:: Page extract ::
━━━

2018-07-25 Thread Omar Sandoval
From: Omar Sandoval 

Hi,

This series makes a few improvements to /proc/kcore. It fixes a couple
of small issues in v3 but is otherwise the same. Patches 1, 2, and 3 are
prep patches. Patch 4 is a fix/cleanup. Patch 5 is another prep patch.
Patches 6 and 7 are optimizations to ->read(). Patch 8 makes it possible
to enable CRASH_CORE on any architecture, which is needed for patch 9.
Patch 9 adds vmcoreinfo to /proc/kcore.

Based on v4.18-rc6 + James' patch in the mm tree, and tested with crash
and readelf.

Thanks!

━━━

:: Your tasks ::
1 - Return the portion of the /proc/kcore patch message between "2018-07-25 Thread Omar" and "for patch 9.", inclusive.
2 - Extend the /proc/kcore patch message beyond its final line.
The entries below are drawn from an unrelated source.

━━━

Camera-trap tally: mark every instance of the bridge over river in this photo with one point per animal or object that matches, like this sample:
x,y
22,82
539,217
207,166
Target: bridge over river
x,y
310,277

━━━

:: Task results ::
1 -
2018-07-25 Thread Omar Sandoval
From: Omar Sandoval 

Hi,

This series makes a few improvements to /proc/kcore. It fixes a couple
of small issues in v3 but is otherwise the same. Patches 1, 2, and 3 are
prep patches. Patch 4 is a fix/cleanup. Patch 5 is another prep patch.
Patches 6 and 7 are optimizations to ->read(). Patch 8 makes it possible
to enable CRASH_CORE on any architecture, which is needed for patch 9.

2 -
Changes from v3:

- Fixes a mixed up up_write() instead of up_read() in patch 5 reported
  by Tetsuo Handa
- Added patch 8 to fix a build failure reported by Stephen Rothwell

Changes from v2:

- Add __init to kclist_add() as per Andrew
- Got rid of conversion of kcore_need_update from int to atomic_t and
  just used xchg() instead of atomic_cmpxchg() (split out into a new
  patch instead of combining it with the rwlock -> rwsem conversion)
- Add comment about the increase in file size to patch 8

Changes from v1:

- Rebased onto v4.18-rc4 + James' patch
  (https://patchwork.kernel.org/patch/10519739/) in the mm tree
- Fix spurious sparse warning (see the report and response in
  https://patchwork.kernel.org/patch/10512431/)

Omar Sandoval (9):
  proc/kcore: don't grab lock for kclist_add()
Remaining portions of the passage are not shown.